— Begin —

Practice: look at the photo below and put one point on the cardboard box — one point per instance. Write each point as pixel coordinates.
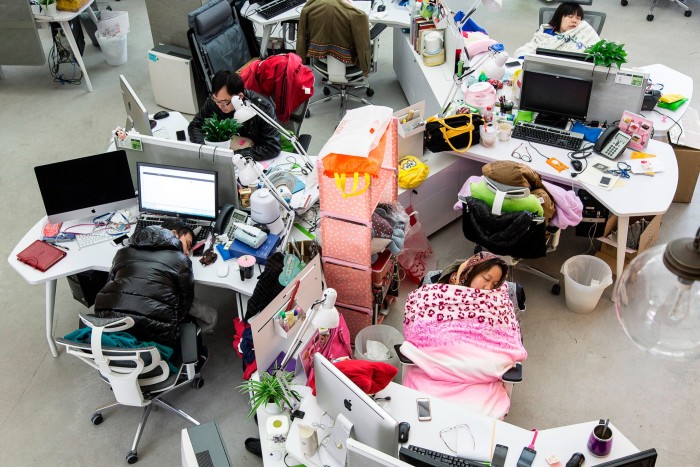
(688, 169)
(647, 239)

— End —
— Begin —

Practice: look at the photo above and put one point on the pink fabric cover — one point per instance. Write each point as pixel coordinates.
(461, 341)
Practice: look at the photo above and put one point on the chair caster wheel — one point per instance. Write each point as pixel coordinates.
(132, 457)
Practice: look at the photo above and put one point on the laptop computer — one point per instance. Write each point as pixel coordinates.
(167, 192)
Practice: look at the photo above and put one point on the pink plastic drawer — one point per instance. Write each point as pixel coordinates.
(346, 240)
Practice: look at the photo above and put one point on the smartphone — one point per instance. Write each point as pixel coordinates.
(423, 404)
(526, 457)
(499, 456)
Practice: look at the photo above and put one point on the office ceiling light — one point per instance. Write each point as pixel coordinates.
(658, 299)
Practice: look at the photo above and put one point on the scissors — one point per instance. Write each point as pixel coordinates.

— End —

## [SET PROBLEM]
Copy the rows beginning with the one containing "the pink fabric" and continuing through the one containing "on the scissors", changing "pixel coordinates" to "pixel positions" and leaving everything else as it is.

## [SOLUTION BELOW]
Practice: look at the photo above and put one point on the pink fabric cover — one point per instance. Write each point as pixel positions.
(461, 341)
Practice: look at the photo above and put one point on the chair caster wheel — one point per instance. Write each point as pixel positions.
(132, 457)
Practice: look at the photo above and put one point on the laptop computer — one point per instance. Write each point as pixel positions.
(167, 192)
Practice: look at the photo above and put one point on the pink plastic drawer — one point per instance. Write each point as pixel positions.
(346, 240)
Practice: look at the photo above and put one point on the smartphone — one point per instance. Write each point as pixel positions.
(423, 404)
(526, 457)
(499, 456)
Practice: look at the photo above and put one point on the office ceiling light — one point per instance. Write each point as pixel positions.
(658, 299)
Practice: look at the photo above and put one point on the scissors — one point per instance. Write each point as pixel positions.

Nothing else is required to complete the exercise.